Excerpted data:
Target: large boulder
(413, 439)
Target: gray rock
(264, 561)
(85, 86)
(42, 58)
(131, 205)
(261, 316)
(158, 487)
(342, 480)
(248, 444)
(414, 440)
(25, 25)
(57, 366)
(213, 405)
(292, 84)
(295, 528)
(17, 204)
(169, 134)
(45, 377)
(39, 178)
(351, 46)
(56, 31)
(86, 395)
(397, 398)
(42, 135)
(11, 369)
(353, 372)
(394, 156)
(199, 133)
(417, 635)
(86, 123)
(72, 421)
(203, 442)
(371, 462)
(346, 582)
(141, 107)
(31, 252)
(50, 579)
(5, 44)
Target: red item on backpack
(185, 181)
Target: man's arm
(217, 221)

What the exercise asks: Every line of the listing is to be returned unchanged.

Task output:
Target: large boulder
(413, 439)
Target: gray rock
(264, 561)
(85, 86)
(42, 58)
(131, 205)
(261, 316)
(158, 487)
(342, 480)
(248, 444)
(414, 440)
(25, 25)
(57, 366)
(213, 405)
(292, 84)
(295, 528)
(17, 204)
(169, 134)
(45, 377)
(39, 178)
(351, 46)
(56, 31)
(86, 395)
(397, 398)
(42, 135)
(11, 369)
(353, 372)
(394, 156)
(199, 133)
(417, 635)
(86, 123)
(72, 421)
(203, 442)
(371, 462)
(346, 582)
(141, 107)
(31, 252)
(50, 579)
(5, 44)
Target: red item on backpack
(185, 181)
Target: man's arm
(217, 221)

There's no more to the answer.